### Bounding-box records
*****

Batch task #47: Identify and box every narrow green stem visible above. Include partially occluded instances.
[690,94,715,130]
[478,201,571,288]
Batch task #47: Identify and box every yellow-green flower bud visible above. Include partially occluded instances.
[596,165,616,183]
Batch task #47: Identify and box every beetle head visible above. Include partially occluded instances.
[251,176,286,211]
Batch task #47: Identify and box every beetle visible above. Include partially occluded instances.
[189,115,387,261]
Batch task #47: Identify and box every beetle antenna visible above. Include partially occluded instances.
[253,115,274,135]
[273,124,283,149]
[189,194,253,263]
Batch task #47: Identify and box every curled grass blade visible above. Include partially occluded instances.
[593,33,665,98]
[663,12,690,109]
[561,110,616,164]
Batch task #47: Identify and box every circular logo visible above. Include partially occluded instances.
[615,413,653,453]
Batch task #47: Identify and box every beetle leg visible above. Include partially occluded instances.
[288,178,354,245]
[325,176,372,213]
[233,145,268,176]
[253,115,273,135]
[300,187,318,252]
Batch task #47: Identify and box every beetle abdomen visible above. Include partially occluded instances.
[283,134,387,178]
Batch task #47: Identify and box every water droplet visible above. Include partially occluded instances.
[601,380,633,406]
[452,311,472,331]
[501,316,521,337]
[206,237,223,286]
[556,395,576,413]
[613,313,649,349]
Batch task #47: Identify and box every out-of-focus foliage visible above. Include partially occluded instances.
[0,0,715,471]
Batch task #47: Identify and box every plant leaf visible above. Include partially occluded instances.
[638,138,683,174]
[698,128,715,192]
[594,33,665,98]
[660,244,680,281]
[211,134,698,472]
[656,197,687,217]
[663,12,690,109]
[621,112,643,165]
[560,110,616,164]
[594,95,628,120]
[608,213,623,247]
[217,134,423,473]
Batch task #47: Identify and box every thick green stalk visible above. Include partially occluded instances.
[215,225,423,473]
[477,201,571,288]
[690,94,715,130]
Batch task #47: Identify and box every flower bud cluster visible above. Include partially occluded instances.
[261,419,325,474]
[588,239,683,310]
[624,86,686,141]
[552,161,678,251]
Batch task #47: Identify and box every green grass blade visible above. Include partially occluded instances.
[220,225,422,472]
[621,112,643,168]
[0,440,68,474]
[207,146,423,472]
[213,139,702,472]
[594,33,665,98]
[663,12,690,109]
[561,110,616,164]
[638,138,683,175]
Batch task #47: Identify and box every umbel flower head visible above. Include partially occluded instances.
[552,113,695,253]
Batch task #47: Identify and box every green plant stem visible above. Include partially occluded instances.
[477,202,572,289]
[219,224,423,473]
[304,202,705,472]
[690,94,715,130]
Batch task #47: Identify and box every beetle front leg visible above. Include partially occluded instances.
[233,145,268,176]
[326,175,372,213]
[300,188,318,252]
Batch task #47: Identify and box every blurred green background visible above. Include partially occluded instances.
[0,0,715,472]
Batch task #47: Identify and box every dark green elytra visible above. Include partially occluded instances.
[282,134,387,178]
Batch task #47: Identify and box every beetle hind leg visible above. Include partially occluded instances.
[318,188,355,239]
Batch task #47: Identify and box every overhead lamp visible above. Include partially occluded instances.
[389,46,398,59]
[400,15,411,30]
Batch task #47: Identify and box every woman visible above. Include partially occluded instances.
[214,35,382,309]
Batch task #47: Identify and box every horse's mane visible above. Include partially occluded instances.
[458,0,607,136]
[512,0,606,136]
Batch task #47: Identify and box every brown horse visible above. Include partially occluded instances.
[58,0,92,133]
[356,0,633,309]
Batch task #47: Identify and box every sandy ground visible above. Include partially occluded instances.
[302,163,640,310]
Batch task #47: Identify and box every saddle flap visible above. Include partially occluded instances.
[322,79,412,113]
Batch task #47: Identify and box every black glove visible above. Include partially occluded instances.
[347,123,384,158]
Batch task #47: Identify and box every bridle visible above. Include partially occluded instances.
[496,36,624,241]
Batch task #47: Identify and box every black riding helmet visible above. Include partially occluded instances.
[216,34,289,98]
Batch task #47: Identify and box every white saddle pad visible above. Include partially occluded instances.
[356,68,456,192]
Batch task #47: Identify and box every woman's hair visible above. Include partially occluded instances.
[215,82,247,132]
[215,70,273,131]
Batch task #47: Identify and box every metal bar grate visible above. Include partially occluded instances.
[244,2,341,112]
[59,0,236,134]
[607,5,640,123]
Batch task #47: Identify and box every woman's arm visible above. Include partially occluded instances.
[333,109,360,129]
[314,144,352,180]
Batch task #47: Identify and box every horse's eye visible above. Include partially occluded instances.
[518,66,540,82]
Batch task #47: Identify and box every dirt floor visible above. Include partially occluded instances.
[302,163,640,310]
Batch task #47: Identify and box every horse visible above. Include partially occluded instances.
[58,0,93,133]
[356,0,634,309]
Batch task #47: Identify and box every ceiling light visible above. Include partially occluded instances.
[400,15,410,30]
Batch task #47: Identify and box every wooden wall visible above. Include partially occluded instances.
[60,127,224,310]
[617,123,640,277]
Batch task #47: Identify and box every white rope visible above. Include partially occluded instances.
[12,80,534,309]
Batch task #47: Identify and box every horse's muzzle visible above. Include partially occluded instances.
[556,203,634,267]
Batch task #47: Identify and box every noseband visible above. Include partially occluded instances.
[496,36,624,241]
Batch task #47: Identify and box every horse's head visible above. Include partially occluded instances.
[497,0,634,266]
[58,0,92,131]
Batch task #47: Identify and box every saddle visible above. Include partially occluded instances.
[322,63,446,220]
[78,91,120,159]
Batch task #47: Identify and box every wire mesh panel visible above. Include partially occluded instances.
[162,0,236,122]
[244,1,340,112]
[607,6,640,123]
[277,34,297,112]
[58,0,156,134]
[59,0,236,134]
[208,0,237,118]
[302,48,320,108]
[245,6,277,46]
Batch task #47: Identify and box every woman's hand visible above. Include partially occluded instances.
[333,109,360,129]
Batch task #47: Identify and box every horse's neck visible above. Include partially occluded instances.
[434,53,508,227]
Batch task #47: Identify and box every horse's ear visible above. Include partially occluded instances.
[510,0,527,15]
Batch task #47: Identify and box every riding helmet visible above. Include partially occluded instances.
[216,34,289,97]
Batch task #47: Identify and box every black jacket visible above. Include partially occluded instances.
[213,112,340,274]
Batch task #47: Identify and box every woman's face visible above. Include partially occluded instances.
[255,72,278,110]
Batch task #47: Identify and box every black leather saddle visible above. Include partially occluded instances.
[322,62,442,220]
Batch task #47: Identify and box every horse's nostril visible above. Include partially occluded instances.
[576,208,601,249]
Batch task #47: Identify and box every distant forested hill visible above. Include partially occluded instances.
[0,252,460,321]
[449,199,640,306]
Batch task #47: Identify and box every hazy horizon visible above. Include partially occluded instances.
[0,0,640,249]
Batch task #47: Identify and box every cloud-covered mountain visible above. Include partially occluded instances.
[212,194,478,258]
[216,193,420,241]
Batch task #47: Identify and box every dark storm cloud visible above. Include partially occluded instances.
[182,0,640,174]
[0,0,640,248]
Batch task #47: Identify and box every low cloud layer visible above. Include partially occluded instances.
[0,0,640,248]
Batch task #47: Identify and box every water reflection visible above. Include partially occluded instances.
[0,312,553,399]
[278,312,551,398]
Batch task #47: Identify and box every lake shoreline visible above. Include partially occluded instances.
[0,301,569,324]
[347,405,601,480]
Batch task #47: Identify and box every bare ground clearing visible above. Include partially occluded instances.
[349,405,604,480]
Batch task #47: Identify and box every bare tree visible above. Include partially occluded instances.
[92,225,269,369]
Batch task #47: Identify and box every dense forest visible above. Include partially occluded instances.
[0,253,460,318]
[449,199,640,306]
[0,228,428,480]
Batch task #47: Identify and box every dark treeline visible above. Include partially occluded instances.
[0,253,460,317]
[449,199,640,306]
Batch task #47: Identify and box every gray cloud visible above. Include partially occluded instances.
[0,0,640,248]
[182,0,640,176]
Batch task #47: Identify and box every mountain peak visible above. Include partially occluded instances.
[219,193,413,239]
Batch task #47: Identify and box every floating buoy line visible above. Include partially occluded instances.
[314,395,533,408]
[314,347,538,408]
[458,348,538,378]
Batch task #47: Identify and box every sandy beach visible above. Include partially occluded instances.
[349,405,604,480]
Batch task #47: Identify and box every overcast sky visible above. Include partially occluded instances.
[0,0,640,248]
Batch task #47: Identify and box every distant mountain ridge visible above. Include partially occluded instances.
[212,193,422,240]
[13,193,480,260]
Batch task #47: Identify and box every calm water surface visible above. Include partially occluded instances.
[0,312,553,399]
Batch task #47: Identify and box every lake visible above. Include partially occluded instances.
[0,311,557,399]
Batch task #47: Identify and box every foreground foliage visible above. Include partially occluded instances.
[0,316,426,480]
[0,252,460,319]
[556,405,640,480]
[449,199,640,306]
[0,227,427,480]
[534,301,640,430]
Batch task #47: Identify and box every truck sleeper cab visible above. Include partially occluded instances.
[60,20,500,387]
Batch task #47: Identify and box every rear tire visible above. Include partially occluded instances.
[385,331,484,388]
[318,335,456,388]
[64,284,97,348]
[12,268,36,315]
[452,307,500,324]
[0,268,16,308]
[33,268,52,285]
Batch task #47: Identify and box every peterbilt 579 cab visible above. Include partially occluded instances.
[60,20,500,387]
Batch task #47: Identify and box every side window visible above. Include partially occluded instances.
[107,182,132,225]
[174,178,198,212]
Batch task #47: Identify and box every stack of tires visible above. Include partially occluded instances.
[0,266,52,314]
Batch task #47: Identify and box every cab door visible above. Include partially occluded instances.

*****

### TASK DESCRIPTION
Copy the material from the line containing "Batch task #47: Identify and box every stack" through the end, inclusive, and substitute "pile of tires" for "stack of tires". Leave everything else unchanged.

### FINAL ANSWER
Batch task #47: Identify and box every pile of tires visible above. Include partially occluded instances.
[0,266,52,314]
Batch task #47: Identify and box every cab door visible above. Include partially occluded instances.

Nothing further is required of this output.